§ Provided records
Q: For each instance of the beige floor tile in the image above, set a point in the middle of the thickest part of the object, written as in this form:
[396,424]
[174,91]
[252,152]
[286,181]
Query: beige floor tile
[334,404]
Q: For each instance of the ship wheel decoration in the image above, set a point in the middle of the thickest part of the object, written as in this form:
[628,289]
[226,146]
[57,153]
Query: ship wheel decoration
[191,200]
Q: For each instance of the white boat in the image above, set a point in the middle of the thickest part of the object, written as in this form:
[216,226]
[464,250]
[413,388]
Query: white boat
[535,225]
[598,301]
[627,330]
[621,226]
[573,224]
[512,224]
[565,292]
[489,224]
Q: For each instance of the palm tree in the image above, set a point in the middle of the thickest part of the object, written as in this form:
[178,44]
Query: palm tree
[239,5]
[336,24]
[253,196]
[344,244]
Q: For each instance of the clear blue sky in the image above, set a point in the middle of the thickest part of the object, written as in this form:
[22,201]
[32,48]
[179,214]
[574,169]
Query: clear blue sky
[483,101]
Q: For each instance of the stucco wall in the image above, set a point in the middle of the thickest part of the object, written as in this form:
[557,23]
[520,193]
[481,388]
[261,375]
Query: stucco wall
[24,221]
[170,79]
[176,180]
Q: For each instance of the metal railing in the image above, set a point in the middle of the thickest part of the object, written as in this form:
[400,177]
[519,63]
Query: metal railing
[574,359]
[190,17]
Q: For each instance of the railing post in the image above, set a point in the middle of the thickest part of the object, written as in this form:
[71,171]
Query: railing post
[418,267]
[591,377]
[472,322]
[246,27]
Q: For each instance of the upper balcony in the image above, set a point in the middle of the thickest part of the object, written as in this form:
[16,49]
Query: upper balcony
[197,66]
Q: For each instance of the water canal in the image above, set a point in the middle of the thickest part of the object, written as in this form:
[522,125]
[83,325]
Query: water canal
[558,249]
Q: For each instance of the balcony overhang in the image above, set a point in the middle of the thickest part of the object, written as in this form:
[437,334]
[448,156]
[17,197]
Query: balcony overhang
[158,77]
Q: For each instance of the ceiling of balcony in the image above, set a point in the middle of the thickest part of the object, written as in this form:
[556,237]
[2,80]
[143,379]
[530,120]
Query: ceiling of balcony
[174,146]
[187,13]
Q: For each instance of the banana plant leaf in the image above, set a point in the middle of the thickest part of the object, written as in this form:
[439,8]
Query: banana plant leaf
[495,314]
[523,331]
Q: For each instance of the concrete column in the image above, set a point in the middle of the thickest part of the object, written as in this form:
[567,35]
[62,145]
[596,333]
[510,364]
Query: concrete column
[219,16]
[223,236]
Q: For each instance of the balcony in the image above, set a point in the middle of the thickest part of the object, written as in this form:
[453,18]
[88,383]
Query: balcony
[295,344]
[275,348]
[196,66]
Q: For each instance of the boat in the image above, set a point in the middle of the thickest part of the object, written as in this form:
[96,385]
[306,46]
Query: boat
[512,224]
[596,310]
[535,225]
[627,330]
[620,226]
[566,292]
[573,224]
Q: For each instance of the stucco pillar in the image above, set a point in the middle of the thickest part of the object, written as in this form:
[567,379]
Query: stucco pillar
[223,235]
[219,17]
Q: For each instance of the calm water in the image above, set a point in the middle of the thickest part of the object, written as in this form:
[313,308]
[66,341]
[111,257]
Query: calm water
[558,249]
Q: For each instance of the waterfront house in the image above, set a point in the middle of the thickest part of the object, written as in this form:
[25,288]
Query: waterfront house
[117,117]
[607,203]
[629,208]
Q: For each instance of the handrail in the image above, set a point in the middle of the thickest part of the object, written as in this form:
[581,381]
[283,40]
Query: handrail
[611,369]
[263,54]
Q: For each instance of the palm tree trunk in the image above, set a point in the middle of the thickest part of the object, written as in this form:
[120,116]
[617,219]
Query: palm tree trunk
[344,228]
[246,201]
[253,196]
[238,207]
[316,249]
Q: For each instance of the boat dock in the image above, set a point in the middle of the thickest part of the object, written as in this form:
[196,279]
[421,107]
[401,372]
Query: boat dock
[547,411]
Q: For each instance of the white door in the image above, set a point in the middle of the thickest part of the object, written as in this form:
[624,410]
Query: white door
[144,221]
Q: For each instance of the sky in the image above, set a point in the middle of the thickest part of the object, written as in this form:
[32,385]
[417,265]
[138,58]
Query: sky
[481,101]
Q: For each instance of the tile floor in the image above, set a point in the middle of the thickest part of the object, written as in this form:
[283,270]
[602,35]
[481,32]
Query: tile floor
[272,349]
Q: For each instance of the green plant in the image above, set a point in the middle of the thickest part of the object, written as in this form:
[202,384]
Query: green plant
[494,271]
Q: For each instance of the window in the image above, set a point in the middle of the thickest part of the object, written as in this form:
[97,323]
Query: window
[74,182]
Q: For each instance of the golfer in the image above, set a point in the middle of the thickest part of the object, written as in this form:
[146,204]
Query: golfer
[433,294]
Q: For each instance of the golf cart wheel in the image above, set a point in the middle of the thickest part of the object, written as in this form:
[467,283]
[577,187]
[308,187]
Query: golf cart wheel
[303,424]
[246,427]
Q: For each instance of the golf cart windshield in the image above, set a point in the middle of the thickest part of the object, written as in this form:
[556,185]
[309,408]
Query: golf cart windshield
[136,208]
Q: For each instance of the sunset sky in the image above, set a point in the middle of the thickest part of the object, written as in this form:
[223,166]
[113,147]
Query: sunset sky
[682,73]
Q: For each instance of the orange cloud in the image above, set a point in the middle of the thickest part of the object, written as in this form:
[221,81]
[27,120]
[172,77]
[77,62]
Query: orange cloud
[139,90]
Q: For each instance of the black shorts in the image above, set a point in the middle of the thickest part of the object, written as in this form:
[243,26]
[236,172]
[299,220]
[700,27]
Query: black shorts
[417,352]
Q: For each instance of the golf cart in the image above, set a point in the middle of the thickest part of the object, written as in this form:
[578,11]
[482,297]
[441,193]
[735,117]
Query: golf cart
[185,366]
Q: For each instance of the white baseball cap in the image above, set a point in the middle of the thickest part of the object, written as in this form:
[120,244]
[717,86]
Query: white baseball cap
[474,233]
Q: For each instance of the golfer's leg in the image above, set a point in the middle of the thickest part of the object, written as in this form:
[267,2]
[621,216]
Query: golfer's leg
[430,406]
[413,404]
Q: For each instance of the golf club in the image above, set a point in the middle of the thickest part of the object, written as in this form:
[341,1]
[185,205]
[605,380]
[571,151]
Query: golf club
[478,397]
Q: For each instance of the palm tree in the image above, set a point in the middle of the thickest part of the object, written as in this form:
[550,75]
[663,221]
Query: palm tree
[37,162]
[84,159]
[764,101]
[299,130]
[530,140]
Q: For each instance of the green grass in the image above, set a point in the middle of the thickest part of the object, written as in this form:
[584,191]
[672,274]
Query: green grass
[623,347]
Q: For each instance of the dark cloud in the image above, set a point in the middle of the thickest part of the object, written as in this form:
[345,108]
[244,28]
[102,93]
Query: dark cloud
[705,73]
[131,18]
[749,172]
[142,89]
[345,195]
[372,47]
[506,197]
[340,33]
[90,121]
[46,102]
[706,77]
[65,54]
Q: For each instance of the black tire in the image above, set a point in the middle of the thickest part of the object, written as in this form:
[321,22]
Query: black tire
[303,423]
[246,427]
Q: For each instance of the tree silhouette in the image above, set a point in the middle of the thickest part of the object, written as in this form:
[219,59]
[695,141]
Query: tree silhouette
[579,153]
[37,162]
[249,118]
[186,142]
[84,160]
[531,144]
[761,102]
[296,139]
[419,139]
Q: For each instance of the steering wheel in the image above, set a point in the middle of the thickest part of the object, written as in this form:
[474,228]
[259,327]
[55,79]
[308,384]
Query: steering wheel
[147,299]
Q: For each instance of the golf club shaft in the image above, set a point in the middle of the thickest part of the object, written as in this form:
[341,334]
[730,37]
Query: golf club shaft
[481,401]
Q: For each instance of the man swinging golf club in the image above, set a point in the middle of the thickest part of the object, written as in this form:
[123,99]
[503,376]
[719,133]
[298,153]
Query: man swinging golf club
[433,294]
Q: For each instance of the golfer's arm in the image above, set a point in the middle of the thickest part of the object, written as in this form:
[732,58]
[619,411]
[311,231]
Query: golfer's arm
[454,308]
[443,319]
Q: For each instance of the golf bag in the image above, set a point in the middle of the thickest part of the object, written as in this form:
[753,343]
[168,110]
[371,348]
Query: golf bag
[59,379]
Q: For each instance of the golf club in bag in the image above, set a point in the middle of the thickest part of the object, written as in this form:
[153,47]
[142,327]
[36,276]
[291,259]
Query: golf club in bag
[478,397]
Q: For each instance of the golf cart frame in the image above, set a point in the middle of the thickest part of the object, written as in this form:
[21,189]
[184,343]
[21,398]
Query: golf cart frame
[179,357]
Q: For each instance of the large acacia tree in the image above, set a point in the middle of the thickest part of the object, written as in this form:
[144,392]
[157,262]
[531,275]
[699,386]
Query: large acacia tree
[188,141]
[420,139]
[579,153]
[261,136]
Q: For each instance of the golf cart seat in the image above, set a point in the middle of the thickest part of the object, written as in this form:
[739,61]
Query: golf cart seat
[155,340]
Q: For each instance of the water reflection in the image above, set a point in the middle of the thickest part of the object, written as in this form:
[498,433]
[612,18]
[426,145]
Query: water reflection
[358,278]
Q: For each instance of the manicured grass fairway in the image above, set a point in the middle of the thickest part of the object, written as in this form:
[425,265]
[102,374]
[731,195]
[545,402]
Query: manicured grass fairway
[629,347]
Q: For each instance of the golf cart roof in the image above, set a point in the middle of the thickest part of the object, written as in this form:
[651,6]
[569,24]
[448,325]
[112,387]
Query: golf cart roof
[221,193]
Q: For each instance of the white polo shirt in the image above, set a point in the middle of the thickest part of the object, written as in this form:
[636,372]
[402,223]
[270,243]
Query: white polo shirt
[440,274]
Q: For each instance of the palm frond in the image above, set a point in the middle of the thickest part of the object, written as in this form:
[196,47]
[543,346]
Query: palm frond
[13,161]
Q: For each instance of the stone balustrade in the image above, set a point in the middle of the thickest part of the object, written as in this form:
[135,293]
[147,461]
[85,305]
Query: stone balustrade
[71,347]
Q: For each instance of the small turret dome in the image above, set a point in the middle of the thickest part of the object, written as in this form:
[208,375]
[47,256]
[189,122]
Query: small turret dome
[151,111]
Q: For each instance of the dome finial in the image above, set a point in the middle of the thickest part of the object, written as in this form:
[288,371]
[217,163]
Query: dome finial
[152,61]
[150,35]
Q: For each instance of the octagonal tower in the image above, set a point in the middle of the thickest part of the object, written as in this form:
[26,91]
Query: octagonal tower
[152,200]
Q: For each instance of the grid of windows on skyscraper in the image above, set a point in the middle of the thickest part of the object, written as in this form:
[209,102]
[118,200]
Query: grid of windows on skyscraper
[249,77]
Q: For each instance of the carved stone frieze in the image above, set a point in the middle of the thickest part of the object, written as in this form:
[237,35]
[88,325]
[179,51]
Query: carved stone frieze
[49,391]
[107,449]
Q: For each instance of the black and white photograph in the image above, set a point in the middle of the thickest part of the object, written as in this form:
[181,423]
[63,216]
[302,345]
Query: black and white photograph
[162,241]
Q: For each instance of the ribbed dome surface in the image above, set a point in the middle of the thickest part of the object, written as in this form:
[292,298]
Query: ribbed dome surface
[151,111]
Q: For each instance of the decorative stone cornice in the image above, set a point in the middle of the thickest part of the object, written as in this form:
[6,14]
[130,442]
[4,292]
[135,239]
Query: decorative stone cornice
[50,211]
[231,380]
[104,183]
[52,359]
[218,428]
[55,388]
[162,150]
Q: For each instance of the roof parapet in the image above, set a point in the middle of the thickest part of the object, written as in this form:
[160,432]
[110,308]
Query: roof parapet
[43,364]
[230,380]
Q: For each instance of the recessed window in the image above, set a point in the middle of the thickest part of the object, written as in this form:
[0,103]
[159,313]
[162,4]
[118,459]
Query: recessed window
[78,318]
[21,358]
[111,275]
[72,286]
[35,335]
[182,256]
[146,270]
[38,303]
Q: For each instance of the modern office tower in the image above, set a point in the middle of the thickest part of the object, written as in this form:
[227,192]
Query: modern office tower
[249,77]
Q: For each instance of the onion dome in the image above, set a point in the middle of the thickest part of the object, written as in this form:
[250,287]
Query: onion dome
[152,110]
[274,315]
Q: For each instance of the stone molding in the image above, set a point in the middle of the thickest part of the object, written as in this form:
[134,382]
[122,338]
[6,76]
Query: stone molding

§ Your task
Print only the lines from the one with "Q: For each instance of the roof" to the end of the records, both included.

§ Written answer
Q: For each instance of the roof parapet in the image above, set a point in the middle of the thickest part of the object, written as in this form:
[160,432]
[110,308]
Query: roof parapet
[43,364]
[230,380]
Q: For each instance of the recessed window in the image above, set a point in the middle of the thickest part of the object, written as in this form:
[0,103]
[159,313]
[162,4]
[118,459]
Query: recessed window
[78,318]
[21,358]
[111,275]
[72,286]
[35,335]
[182,256]
[146,270]
[38,303]
Q: For each instance of the modern office tower in the image above, set a point in the middle of the thickest part of the object, written as in this form:
[227,192]
Query: modern office tower
[249,77]
Q: For each instance of the onion dome in the image above, set a point in the middle of the thickest part of the object, written as in this form:
[250,287]
Query: onion dome
[152,110]
[274,315]
Q: For each instance of the stone molding in the image above, set a point in the middle of the thickest part of the object, written as in this form:
[134,382]
[122,338]
[6,76]
Query: stone molding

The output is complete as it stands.